WHAT YOU HAVE TO DO – Gather each line in the rows below that contains the word "worker", and copy those lines unchanged.

┌──

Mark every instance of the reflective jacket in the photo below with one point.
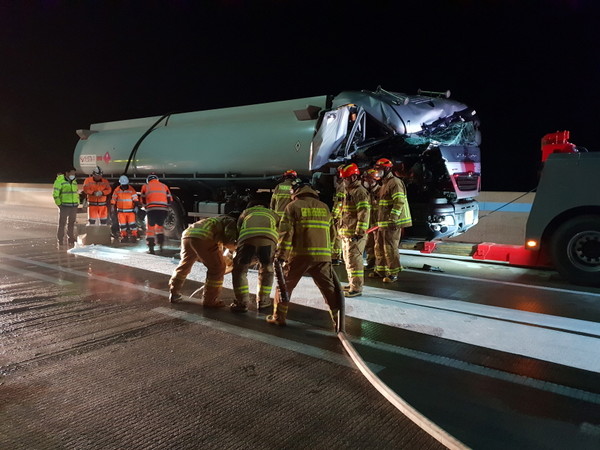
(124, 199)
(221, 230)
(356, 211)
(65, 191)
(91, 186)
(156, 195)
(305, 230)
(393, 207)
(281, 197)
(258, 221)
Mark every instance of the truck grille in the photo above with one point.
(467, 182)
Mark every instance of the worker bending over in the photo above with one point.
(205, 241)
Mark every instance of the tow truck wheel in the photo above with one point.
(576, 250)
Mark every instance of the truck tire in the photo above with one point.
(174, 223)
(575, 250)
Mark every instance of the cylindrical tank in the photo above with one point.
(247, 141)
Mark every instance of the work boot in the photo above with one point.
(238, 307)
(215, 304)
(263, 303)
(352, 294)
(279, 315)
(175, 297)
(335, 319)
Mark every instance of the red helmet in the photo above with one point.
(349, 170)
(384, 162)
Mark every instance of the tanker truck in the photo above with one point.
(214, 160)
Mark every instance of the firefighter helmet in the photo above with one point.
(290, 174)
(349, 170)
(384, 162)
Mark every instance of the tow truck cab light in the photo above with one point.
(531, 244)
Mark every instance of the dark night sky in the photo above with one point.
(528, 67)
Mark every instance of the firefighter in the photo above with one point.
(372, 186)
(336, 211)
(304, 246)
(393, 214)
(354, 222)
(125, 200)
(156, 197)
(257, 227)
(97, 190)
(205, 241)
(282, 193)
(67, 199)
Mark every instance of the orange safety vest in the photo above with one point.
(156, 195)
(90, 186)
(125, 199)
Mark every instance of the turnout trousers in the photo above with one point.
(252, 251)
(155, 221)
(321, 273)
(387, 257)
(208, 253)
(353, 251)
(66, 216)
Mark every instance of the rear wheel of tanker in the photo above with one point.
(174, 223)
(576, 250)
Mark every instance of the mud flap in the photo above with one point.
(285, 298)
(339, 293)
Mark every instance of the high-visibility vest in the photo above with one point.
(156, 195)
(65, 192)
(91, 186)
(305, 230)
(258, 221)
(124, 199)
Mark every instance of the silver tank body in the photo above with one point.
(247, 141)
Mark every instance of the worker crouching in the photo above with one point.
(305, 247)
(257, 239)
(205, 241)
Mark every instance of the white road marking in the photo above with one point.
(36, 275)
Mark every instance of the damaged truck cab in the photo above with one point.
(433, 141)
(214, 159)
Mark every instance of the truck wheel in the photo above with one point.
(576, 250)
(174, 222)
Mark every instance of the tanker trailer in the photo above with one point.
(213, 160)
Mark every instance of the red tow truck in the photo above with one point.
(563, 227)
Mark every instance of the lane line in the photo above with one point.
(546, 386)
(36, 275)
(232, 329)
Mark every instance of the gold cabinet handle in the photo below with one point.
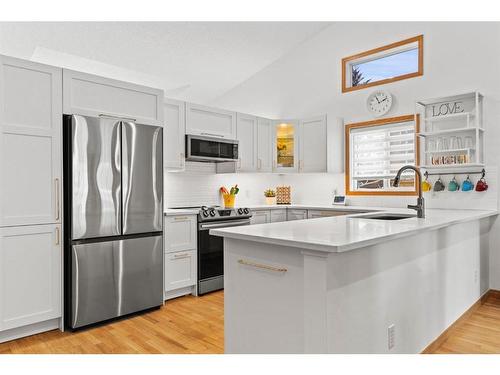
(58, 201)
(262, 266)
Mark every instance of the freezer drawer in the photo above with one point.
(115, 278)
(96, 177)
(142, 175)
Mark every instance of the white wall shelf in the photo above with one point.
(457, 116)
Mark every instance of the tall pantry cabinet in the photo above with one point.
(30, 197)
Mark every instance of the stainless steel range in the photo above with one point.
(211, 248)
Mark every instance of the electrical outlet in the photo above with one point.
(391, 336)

└──
┌──

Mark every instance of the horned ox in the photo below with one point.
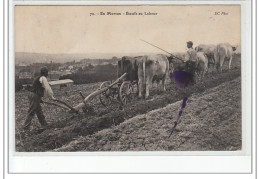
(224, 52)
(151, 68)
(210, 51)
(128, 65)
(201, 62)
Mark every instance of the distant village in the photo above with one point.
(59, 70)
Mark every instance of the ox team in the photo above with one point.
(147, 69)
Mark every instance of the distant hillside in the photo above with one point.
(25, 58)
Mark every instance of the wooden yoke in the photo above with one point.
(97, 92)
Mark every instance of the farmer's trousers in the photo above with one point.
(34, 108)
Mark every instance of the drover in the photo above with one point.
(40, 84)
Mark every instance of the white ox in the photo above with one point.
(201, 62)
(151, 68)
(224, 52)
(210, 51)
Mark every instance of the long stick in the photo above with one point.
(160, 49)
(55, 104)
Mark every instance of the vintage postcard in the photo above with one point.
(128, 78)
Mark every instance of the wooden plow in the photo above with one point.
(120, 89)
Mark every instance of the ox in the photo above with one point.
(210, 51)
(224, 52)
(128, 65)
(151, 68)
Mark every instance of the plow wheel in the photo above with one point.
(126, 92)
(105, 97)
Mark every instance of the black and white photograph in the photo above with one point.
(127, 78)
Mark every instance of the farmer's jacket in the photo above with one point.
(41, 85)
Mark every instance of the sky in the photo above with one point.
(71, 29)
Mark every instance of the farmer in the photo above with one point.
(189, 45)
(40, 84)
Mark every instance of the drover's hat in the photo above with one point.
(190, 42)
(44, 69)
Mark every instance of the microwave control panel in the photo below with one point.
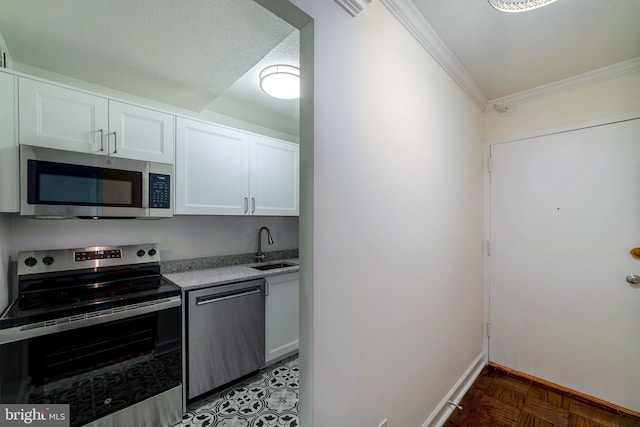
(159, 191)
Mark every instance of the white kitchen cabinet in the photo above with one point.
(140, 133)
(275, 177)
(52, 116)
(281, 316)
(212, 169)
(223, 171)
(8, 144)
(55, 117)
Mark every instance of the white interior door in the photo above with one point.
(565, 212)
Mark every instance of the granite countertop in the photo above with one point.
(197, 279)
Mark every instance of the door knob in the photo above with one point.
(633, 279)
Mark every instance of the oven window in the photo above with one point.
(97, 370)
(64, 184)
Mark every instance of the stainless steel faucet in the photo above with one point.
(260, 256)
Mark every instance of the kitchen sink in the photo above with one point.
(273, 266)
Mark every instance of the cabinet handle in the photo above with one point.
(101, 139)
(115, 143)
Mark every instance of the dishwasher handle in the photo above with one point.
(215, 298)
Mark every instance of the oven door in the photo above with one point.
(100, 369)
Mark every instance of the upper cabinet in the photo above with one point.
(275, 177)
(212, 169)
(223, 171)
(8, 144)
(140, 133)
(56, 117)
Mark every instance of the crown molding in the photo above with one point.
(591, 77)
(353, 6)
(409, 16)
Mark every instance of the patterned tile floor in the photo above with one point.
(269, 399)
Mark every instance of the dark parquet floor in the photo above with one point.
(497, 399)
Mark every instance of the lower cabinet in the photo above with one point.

└──

SOLUTION TO THIS PROBLEM –
Mark every instance of the worker bending over in the photo above with one point.
Mark every instance of the worker crouching in the photo above with one point.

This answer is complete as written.